Segment Start: Source records

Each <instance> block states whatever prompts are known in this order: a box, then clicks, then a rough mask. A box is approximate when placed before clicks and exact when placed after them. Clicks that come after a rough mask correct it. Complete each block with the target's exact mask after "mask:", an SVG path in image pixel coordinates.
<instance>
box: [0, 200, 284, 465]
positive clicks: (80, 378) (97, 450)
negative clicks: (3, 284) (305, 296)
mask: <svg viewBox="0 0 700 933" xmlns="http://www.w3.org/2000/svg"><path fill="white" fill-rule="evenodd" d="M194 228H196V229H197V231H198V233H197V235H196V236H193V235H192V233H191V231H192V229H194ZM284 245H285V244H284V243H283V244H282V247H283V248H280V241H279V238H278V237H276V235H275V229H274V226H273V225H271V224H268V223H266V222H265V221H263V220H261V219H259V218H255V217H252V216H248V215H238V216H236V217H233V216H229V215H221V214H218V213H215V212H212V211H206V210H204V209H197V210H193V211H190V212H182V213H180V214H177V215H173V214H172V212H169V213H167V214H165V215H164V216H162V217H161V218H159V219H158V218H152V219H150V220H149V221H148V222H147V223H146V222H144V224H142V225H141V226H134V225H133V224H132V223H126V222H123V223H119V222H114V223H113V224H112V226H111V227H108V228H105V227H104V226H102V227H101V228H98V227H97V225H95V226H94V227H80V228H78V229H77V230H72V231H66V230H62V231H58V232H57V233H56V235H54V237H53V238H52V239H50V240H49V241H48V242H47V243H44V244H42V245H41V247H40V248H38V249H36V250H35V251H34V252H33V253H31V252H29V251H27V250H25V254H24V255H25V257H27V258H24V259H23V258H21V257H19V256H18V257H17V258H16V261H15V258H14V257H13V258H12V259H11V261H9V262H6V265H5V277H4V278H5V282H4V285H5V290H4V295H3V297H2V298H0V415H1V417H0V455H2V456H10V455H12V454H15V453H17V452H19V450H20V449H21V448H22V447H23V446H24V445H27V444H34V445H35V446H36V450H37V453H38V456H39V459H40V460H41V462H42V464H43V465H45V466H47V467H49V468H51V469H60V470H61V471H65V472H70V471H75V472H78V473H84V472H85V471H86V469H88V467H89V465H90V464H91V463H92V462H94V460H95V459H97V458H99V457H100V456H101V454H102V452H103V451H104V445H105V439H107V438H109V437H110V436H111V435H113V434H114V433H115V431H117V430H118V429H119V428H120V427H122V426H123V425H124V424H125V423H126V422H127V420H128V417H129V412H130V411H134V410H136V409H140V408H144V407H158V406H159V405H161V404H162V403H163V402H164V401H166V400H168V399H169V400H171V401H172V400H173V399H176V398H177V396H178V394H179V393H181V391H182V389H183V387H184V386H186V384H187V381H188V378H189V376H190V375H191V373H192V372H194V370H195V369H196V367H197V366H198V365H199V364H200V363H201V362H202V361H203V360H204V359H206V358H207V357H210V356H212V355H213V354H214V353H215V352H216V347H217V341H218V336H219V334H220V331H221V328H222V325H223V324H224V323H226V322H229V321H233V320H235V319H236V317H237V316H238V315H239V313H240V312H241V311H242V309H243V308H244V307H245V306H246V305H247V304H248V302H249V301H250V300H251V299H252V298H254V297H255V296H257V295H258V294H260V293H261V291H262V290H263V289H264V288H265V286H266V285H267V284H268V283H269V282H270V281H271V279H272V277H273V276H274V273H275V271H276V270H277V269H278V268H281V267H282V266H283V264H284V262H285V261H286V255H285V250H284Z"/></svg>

Segment End: Source records

Problem to solve - Could you transcribe the records in full, exactly?

Completed exercise -
Each <instance> block states whatever prompts are known in this order: a box, then clicks, then a rough mask. A box is approximate when placed before clicks and exact when placed after them. Clicks that come after a rough mask correct it. Complete each block with the target's exact mask after "mask:", an SVG path in image pixel coordinates.
<instance>
box: [0, 200, 284, 465]
positive clicks: (80, 378) (97, 450)
negative clicks: (3, 284) (305, 296)
mask: <svg viewBox="0 0 700 933" xmlns="http://www.w3.org/2000/svg"><path fill="white" fill-rule="evenodd" d="M194 228H196V229H197V231H198V233H197V235H196V236H193V235H192V233H191V231H192V229H194ZM284 245H285V244H284V243H283V244H282V247H283V248H280V241H279V238H278V237H276V235H275V229H274V226H273V225H271V224H268V223H266V222H265V221H263V220H261V219H259V218H255V217H252V216H248V215H238V216H236V217H233V216H229V215H221V214H218V213H215V212H212V211H206V210H204V209H197V210H193V211H190V212H182V213H180V214H177V215H173V214H172V212H169V213H167V214H165V215H164V216H162V217H161V218H159V219H158V218H152V219H150V220H149V221H148V222H147V223H146V222H144V224H142V225H141V226H134V225H133V224H132V223H126V222H123V223H119V222H114V223H113V224H112V226H111V227H108V228H105V227H104V226H102V227H101V228H98V227H97V225H95V226H94V227H80V228H78V229H77V230H72V231H66V230H62V231H58V232H57V233H56V235H54V237H53V238H52V239H50V240H49V241H48V242H47V243H44V244H42V245H41V247H40V248H38V249H36V250H35V251H34V252H33V253H31V252H29V251H27V250H25V254H24V255H25V257H27V258H24V259H23V258H21V257H19V256H18V257H17V258H16V261H15V258H14V257H13V258H12V259H11V261H9V262H6V265H5V277H4V278H5V282H4V285H5V290H4V295H3V297H2V298H0V415H1V417H0V455H2V456H10V455H12V454H15V453H17V452H19V450H20V449H21V448H22V447H23V446H24V445H27V444H34V445H35V446H36V450H37V453H38V456H39V459H40V460H41V462H42V464H43V465H45V466H47V467H49V468H51V469H60V470H61V471H65V472H70V471H75V472H78V473H84V472H85V471H86V469H88V467H89V465H90V464H91V463H92V462H94V460H95V459H97V458H99V457H100V456H101V454H102V452H103V451H104V445H105V439H107V438H109V437H110V436H111V435H113V434H114V433H115V431H117V430H118V429H119V428H120V427H122V426H123V425H124V424H125V423H126V422H127V420H128V417H129V412H130V411H134V410H136V409H140V408H144V407H158V406H159V405H161V404H162V403H163V402H164V401H166V400H168V399H169V400H171V401H172V400H173V399H176V398H177V396H178V394H179V393H181V391H182V389H183V387H184V386H186V384H187V381H188V378H189V376H190V375H191V373H192V372H194V370H195V369H196V367H197V366H198V365H199V364H200V363H201V362H202V361H203V360H204V359H206V358H207V357H210V356H212V355H213V354H214V353H215V352H216V347H217V341H218V336H219V334H220V331H221V328H222V325H223V324H224V323H226V322H229V321H233V320H235V319H236V317H237V316H238V315H239V313H240V312H241V311H242V309H243V308H244V307H245V306H246V305H247V304H248V302H249V301H250V300H251V299H252V298H254V297H255V296H257V295H258V294H260V293H261V291H262V290H263V289H264V288H265V286H266V285H267V284H268V283H269V282H270V281H271V279H272V277H273V276H274V273H275V271H276V270H277V269H278V268H281V267H282V266H283V264H284V262H285V261H286V255H285V250H284Z"/></svg>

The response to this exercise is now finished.